[About this exercise]
Output every entry exactly as it appears.

■ ■ ■

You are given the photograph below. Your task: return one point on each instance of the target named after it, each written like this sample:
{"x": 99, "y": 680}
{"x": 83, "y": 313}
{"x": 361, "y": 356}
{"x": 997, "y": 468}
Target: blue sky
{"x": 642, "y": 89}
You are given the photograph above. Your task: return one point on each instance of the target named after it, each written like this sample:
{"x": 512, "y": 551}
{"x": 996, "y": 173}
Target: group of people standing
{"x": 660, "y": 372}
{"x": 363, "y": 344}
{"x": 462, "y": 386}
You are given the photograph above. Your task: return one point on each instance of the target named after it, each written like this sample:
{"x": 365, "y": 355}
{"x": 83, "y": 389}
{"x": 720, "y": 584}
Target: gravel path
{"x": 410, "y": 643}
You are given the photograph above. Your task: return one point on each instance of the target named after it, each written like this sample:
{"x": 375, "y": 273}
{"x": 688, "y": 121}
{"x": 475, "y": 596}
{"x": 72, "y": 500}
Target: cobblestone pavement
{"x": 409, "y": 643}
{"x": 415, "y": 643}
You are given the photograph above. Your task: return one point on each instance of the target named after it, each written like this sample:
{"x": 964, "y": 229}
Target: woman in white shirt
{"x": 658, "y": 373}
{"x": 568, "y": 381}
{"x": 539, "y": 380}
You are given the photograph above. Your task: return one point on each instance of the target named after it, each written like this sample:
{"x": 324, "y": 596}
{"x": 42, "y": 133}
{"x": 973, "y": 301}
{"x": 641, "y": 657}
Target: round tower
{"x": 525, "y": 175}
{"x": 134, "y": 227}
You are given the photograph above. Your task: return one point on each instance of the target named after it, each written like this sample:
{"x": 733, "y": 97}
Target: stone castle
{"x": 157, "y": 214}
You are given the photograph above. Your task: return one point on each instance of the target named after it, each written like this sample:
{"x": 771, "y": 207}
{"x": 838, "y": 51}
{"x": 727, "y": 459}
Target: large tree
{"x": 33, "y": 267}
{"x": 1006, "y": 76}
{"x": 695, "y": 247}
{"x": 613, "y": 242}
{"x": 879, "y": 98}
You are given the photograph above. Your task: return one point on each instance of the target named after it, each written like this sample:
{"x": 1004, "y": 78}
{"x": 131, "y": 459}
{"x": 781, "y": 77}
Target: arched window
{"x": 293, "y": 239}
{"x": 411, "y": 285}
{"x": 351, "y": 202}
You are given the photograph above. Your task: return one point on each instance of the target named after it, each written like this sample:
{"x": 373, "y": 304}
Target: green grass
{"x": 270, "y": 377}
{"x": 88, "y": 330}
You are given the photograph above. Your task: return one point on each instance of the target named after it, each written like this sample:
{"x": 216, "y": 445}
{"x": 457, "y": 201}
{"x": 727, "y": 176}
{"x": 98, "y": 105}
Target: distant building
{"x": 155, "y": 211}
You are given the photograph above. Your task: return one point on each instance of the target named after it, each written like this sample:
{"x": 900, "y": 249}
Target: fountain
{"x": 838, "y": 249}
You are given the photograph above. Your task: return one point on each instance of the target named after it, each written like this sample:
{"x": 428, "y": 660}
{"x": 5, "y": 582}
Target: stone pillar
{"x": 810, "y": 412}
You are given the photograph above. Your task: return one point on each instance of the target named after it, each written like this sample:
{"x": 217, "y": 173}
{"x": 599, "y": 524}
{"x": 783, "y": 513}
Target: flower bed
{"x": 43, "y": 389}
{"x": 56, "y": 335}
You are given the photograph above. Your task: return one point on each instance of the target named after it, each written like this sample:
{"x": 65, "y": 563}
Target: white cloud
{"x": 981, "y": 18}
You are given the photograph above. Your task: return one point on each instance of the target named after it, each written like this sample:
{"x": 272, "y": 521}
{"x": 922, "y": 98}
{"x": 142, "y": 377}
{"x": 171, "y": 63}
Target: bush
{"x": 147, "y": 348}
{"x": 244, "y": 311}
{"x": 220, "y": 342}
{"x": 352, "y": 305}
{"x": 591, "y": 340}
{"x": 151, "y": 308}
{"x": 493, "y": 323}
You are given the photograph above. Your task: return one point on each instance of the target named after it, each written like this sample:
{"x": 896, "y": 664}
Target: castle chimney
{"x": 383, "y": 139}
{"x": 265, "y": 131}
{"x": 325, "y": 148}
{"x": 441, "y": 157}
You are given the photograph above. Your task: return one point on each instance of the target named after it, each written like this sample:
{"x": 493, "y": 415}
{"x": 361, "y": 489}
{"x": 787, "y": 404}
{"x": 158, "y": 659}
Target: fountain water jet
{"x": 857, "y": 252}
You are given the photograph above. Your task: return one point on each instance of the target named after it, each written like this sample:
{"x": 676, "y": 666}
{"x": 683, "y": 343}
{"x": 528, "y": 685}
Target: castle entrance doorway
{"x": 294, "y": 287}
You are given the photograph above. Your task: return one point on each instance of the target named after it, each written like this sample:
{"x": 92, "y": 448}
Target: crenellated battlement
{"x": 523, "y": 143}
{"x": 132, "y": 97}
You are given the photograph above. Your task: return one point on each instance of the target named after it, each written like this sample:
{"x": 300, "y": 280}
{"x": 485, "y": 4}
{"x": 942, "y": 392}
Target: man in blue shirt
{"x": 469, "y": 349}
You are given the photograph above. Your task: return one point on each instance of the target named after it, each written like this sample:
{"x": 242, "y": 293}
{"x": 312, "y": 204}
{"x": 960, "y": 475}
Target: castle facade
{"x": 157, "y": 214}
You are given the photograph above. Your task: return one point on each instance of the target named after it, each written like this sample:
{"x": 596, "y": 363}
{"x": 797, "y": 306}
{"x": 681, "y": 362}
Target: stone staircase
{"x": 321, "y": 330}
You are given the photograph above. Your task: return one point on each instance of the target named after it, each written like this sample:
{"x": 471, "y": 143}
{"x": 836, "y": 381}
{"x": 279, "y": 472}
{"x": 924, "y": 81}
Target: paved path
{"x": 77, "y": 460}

■ ■ ■

[Solved exercise]
You are given the photograph below. Your task: return one point on each instance of the target named after it, each written like this sample:
{"x": 99, "y": 680}
{"x": 83, "y": 313}
{"x": 361, "y": 356}
{"x": 997, "y": 468}
Target: blue sky
{"x": 642, "y": 89}
You are given the photograph above. Your task: return one point on each instance of the target named after it, each written like this sample:
{"x": 512, "y": 551}
{"x": 996, "y": 173}
Target: group of people standing
{"x": 660, "y": 372}
{"x": 363, "y": 344}
{"x": 462, "y": 386}
You are given the photograph above. Your task: return one point on each instance of the target named after it, each written like this sample:
{"x": 365, "y": 355}
{"x": 83, "y": 389}
{"x": 720, "y": 584}
Target: gravel path
{"x": 410, "y": 643}
You are given the photograph above. Your task: return one point on each instance of the target named after it, each written like this sample:
{"x": 375, "y": 273}
{"x": 688, "y": 121}
{"x": 475, "y": 596}
{"x": 72, "y": 500}
Target: cobblestone pavement
{"x": 409, "y": 643}
{"x": 415, "y": 643}
You are given the photograph above. Your task: return one point on each instance of the target named after it, each written like this sample:
{"x": 964, "y": 229}
Target: woman in white shirt
{"x": 658, "y": 373}
{"x": 568, "y": 381}
{"x": 539, "y": 380}
You are given the photograph above. Your task: return one point on each instance of the target named after it, each written like this sample:
{"x": 324, "y": 596}
{"x": 42, "y": 133}
{"x": 973, "y": 301}
{"x": 641, "y": 657}
Target: round tower
{"x": 525, "y": 175}
{"x": 134, "y": 227}
You are given the photograph above. Your task: return one point on each instance of the target named after it, each written like this sample:
{"x": 733, "y": 97}
Target: stone castle
{"x": 157, "y": 214}
You are given the photograph above. Your task: return one point on each instance of the target named after it, each written like this sample:
{"x": 771, "y": 207}
{"x": 838, "y": 51}
{"x": 727, "y": 459}
Target: large tree
{"x": 33, "y": 267}
{"x": 1006, "y": 76}
{"x": 695, "y": 247}
{"x": 613, "y": 242}
{"x": 879, "y": 98}
You are given the photograph above. Your task: return one point on each instance of the target named after it, each written like this sample:
{"x": 1004, "y": 78}
{"x": 131, "y": 459}
{"x": 781, "y": 77}
Target: arched window
{"x": 293, "y": 239}
{"x": 411, "y": 285}
{"x": 351, "y": 202}
You are given the photograph above. Your task: return one point on each instance of the target named after it, each written like this sample:
{"x": 373, "y": 304}
Target: green grass
{"x": 270, "y": 377}
{"x": 88, "y": 330}
You are given the photograph above. Your task: return one point on each instance of the target named after it, each written like this sample:
{"x": 216, "y": 445}
{"x": 457, "y": 201}
{"x": 727, "y": 176}
{"x": 98, "y": 105}
Target: distant building
{"x": 155, "y": 211}
You are given the photograph above. Your task: return one point on each instance of the target named after it, each written like this sample:
{"x": 900, "y": 249}
Target: fountain
{"x": 838, "y": 249}
You are given the photograph above. Your task: return one point on each instance of the target named after it, each written like this sample:
{"x": 428, "y": 660}
{"x": 5, "y": 582}
Target: stone pillar
{"x": 810, "y": 412}
You are given the photograph above. Your task: return one point on each instance of the target named after it, each written like this sample:
{"x": 217, "y": 173}
{"x": 599, "y": 524}
{"x": 783, "y": 513}
Target: flower bed
{"x": 43, "y": 389}
{"x": 56, "y": 335}
You are given the photograph above. Your task: return one point on each instance of the target named after it, each written like this sample:
{"x": 65, "y": 563}
Target: white cloud
{"x": 981, "y": 18}
You are given the photograph above. Your task: return one point on each instance of the target named after it, each written like this sample:
{"x": 272, "y": 521}
{"x": 922, "y": 98}
{"x": 142, "y": 377}
{"x": 171, "y": 63}
Target: bush
{"x": 147, "y": 348}
{"x": 244, "y": 311}
{"x": 220, "y": 342}
{"x": 352, "y": 305}
{"x": 591, "y": 340}
{"x": 151, "y": 308}
{"x": 493, "y": 323}
You are given the photograph above. Your task: return one point on each instance of the target named after it, each written like this sample:
{"x": 896, "y": 664}
Target: castle chimney
{"x": 383, "y": 139}
{"x": 265, "y": 131}
{"x": 325, "y": 148}
{"x": 441, "y": 157}
You are given the photograph above. Your task: return one point on each instance of the target named after it, each written like this sample:
{"x": 493, "y": 415}
{"x": 361, "y": 489}
{"x": 787, "y": 404}
{"x": 158, "y": 659}
Target: fountain water jet
{"x": 857, "y": 252}
You are given the photograph above. Your task: return one point on each instance of the target named after it, each written like this sample:
{"x": 676, "y": 666}
{"x": 683, "y": 343}
{"x": 528, "y": 685}
Target: castle entrance doorway
{"x": 294, "y": 287}
You are given the photograph above. Your task: return one point on each instance of the target named after it, each written like this sample:
{"x": 92, "y": 448}
Target: crenellated battlement
{"x": 523, "y": 143}
{"x": 132, "y": 97}
You are given the photograph above. Your task: return one point on each instance of the target named after it, each written like this sample:
{"x": 300, "y": 280}
{"x": 485, "y": 4}
{"x": 942, "y": 392}
Target: man in blue shirt
{"x": 469, "y": 349}
You are given the photograph above. Your task: return one point on each instance of the target named after it, each written like this sample:
{"x": 242, "y": 293}
{"x": 312, "y": 204}
{"x": 960, "y": 475}
Target: castle facade
{"x": 157, "y": 214}
You are given the photograph above. Your task: return one point on each instance of the target named after it, each written like this sample:
{"x": 596, "y": 363}
{"x": 797, "y": 306}
{"x": 681, "y": 362}
Target: stone staircase
{"x": 321, "y": 330}
You are given the photograph above. Your task: return one point on each instance of the target named after it, each written like this sample:
{"x": 471, "y": 143}
{"x": 836, "y": 381}
{"x": 279, "y": 472}
{"x": 924, "y": 81}
Target: paved path
{"x": 77, "y": 460}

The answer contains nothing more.